Prompt> Show each line of the rows below that contains the word "dark".

Data entries>

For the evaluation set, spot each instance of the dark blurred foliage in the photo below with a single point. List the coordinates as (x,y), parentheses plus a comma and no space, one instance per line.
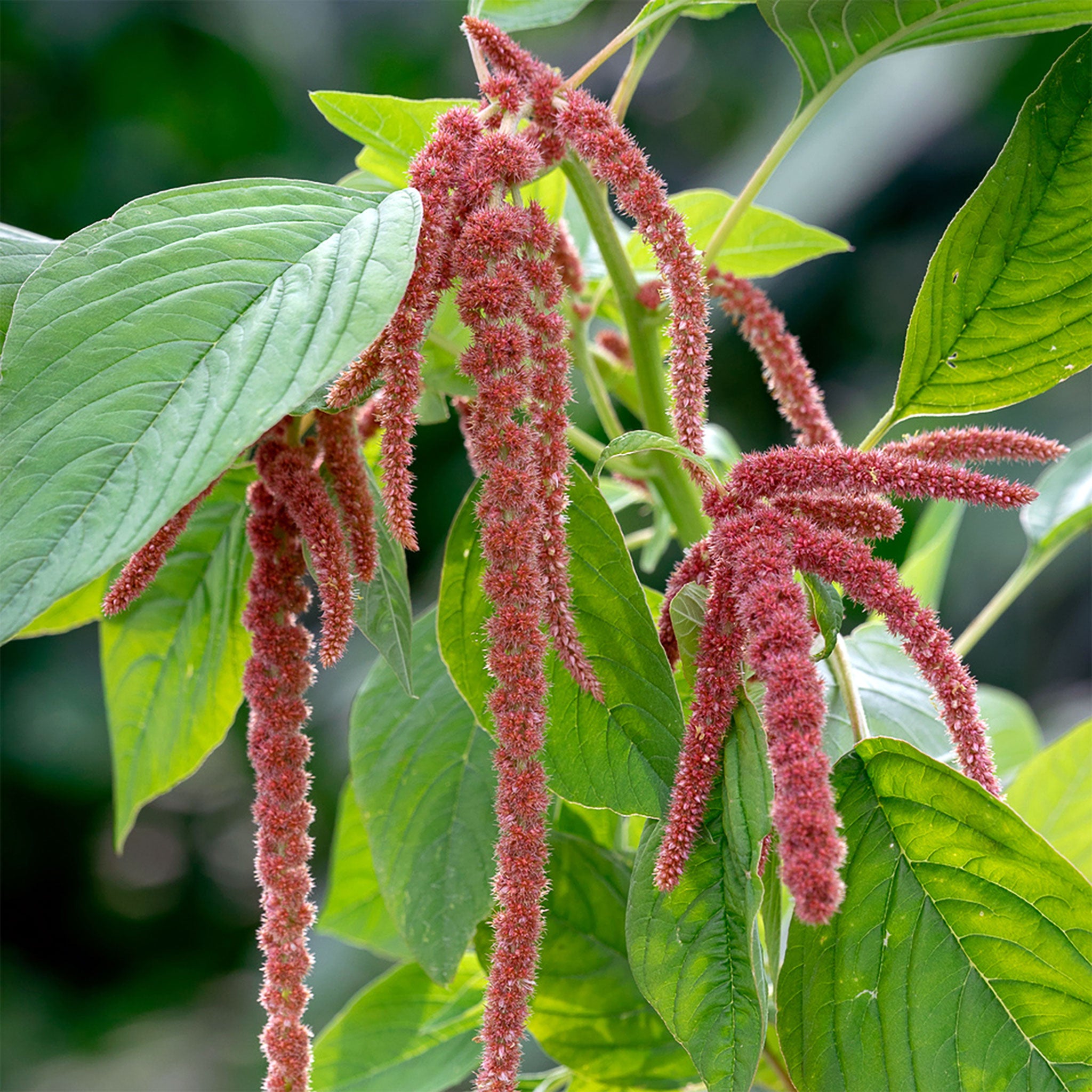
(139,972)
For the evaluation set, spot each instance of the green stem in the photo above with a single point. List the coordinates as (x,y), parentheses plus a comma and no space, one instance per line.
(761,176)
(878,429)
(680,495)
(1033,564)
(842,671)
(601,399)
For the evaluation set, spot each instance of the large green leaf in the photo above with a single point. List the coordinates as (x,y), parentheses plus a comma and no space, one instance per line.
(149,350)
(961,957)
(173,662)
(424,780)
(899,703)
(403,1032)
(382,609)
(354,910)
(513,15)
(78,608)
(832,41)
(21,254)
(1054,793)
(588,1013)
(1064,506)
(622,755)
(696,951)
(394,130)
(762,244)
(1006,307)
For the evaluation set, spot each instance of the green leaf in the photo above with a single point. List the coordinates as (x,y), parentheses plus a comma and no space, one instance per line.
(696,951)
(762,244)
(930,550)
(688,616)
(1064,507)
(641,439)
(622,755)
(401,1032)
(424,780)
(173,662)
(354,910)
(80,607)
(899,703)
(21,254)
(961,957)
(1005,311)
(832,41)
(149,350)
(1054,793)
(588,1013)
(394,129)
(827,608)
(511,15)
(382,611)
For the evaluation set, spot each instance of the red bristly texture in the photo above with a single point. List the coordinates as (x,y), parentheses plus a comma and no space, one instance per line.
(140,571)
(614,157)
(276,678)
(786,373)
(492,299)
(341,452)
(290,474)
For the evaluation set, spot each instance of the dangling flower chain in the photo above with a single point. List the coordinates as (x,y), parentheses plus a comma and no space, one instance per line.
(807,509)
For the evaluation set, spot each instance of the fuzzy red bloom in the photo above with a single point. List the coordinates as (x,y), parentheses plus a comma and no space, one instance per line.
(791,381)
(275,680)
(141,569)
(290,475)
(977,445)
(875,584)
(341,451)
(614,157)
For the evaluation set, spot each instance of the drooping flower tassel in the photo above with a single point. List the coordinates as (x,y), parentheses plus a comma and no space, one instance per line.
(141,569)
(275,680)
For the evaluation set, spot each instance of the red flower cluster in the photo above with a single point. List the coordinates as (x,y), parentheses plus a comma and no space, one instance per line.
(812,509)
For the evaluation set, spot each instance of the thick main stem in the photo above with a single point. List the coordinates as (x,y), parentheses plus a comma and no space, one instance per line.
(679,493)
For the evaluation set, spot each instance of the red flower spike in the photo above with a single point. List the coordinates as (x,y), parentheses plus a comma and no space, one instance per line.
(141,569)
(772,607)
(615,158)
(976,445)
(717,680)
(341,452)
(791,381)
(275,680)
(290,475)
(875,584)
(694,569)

==

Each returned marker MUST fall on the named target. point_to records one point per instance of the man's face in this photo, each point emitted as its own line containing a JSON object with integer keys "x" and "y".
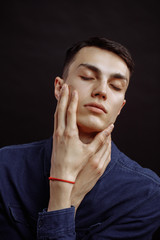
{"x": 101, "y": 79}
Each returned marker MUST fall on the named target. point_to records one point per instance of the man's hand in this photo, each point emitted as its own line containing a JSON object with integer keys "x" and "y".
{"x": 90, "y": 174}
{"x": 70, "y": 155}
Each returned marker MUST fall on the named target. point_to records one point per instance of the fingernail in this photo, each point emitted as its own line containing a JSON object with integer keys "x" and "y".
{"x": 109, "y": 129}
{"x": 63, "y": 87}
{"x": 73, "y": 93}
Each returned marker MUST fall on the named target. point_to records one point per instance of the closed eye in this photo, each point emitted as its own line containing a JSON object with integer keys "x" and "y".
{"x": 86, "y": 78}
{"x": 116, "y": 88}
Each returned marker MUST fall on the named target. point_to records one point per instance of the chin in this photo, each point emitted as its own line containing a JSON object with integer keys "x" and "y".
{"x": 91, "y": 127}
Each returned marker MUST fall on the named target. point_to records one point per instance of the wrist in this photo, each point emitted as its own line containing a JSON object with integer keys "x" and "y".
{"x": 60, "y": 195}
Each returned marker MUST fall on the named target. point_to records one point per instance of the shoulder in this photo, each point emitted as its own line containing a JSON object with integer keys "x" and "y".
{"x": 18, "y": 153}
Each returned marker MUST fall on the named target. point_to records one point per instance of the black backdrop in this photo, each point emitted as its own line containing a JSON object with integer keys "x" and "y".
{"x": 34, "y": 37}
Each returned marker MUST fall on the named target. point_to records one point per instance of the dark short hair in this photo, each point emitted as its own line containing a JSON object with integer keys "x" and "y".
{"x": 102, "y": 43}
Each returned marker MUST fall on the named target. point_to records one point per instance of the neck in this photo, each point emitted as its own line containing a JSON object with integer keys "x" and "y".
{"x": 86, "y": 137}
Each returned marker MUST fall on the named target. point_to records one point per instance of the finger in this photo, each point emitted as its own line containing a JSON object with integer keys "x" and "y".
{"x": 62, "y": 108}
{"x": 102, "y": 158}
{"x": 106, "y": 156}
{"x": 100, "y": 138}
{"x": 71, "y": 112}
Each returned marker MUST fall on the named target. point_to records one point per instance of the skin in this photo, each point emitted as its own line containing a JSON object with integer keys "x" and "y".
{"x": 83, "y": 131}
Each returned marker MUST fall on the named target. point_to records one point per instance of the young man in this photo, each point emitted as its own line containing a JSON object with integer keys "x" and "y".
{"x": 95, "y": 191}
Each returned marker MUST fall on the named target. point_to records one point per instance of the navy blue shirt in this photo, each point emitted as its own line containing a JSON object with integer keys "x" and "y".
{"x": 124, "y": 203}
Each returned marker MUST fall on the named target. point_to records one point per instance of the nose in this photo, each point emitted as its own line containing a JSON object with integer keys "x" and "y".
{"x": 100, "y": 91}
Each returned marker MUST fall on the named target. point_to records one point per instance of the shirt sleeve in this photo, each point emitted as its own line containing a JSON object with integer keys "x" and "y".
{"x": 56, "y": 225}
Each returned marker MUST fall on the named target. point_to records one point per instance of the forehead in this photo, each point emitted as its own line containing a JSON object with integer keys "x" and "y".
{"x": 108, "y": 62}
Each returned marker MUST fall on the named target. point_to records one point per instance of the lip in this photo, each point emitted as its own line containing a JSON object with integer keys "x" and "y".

Final result>
For the evaluation set, spot each instance of the dark blurred foliage in the photo below with a single point. List the coordinates as (x,y), parentheses plus a comma and no space, one instance per line.
Each returned marker MUST fall on the named target. point_to records one point per instance of the dark short hair in this photo, each point emitted as its own line containing a JSON object with integer keys "x" and "y".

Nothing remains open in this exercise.